Document segment =
■ ■ ■ ■ ■ ■ ■

I appreciate your comments. I may have bought the myth (societal, but also AA-promoted) that once you're "over" mental illness, you never go back unless you've really blown it with booze or bad thinking. I think the culture has enough trouble with sickness in general, as we seem to demand a "triumph" that rarely happens (she "beat" cancer, "defeated" cancer, "scored a victory over" cancer, etc. etc.: nice war-related or sports-related imagery that no one has the slightest notion they're using.) It's braver to live with whatever you have to live with, day by day, but it's boring and makes for tepid copy.

Sometimes I hear myself or read myself and think I'm turning bitter. I was always against bitterness as a way of life. It means hardening up in some way, or saying a general fuck you to life. I always thought of myself as a life-loving person, so I am not sure what happened, except that maybe I bought that myth and felt I'd trespassed it or just plain blown it. I'm not helping much in the armed battle against stigma, am I, and I don't know when or how this will ever turn around. Hey, I HAD the five years of bank-account-breaking therapy dealing with childhood trauma (which was then very much in vogue), the zillion different shrinks, meds, etc. Jesus.

I wish I could wipe the slate clean, sometimes, but I can't, because then I'd have no past. I have today, and sometimes it sucks. I would point others who might be interested to my other posts, and add up the percentage of "negative" to "positive": the latter will win hands down. Or at least I think so. What's the point of doing this at all unless one can contribute something that may be presented with a little originality?

■ ■ ■ ■ ■ ■ ■

Material provided =
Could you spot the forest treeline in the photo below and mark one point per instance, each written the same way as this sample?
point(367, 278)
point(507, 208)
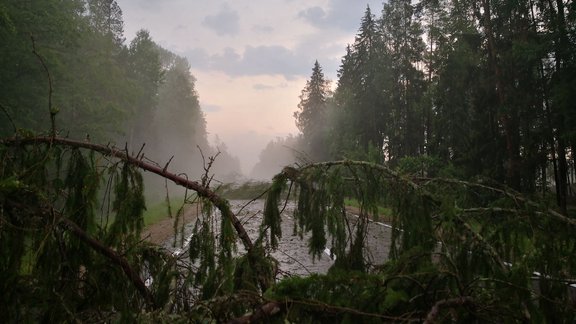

■ ■ ■ ■ ■ ■ ■

Required tasks =
A - Copy word for word the part of the passage on living with mental illness that runs from "I appreciate your" up to and including "for tepid copy.".
B - Continue the passage on living with mental illness from its last sentence.

Task responses =
A -
I appreciate your comments. I may have bought the myth (societal, but also AA-promoted) that once you're "over" mental illness, you never go back unless you've really blown it with booze or bad thinking. I think the culture has enough trouble with sickness in general, as we seem to demand a "triumph" that rarely happens (she "beat" cancer, "defeated" cancer, "scored a victory over" cancer, etc. etc.: nice war-related or sports-related imagery that no one has the slightest notion they're using.) It's braver to live with whatever you have to live with, day by day, but it's boring and makes for tepid copy.

B -
Sorry to hear your pain.

My daughter is bi-polar and, between that and back pain, is pretty much an invalid, so I have some idea. The meds do some good ... and some harm ...

Hey, don't do the Phaedo Cambodian prostitute comparison - but the other one, that you've had a couple of novels published, which most people here would die for and will never get...

(And, in our various ways, we're all somewhat emotionally and mentally ill ... )
It is hard to know what to say. This is beautiful, painful, dark and true. Your honesty is wondrous.
Funny that so many SO's think of "having a novel published" as the Holy Grail, some sort of ultimate, when I can say from experience that publishing is like a vast pyramid with the huge majority at "the bottom" (if you want to see it that way - meaning books that cause very little ripple and are forgotten in months).Those that reach the pinnacle (if you want to see it that way. . . ) may or may not be worthy in a literary sense.

Is it still worth doing? Of course. We write because we have to write. But I wish I'd been a little more realistic.
I understand about the comments - the most comments I ever got on a post was one I created from a Madmen avatar. I only wrote 15 words.

Please keep on writing. I don't know how to help but I do know how it feels to be the daughter, mother, cousin of people who have your "disease." And I also know how difficult it is to "sustain much happiness or joy"myself. But if this is of any value, it got better for me as I aged.
I had one thought the entire time while reading your post. Courage! I recognize courage in the truth and honesty of your words. This all would have escaped me a few years ago, had I not been traveling down the same recognizable path. I use to think courage was all about when I was at my best, when I had my "A" game. Pain and suffering have taught me otherwise.

I just started reading The Road Less Traveled by M. Scott Peck. I'm sure that you are aware of it. If not, check it out.
Sometimes you have to tell the story: and it IS uncomfortable, and it DOES make other people wish you'd keep quiet and even pretend that it's OK and that it never happened. 12-step groups go on and on and on about "acceptance", as if the worst possible situations in life (especially for women) should just be swallowed without complaint. This passes for "mental health" for millions of people. Every day, in every way, someone shoots the messenger.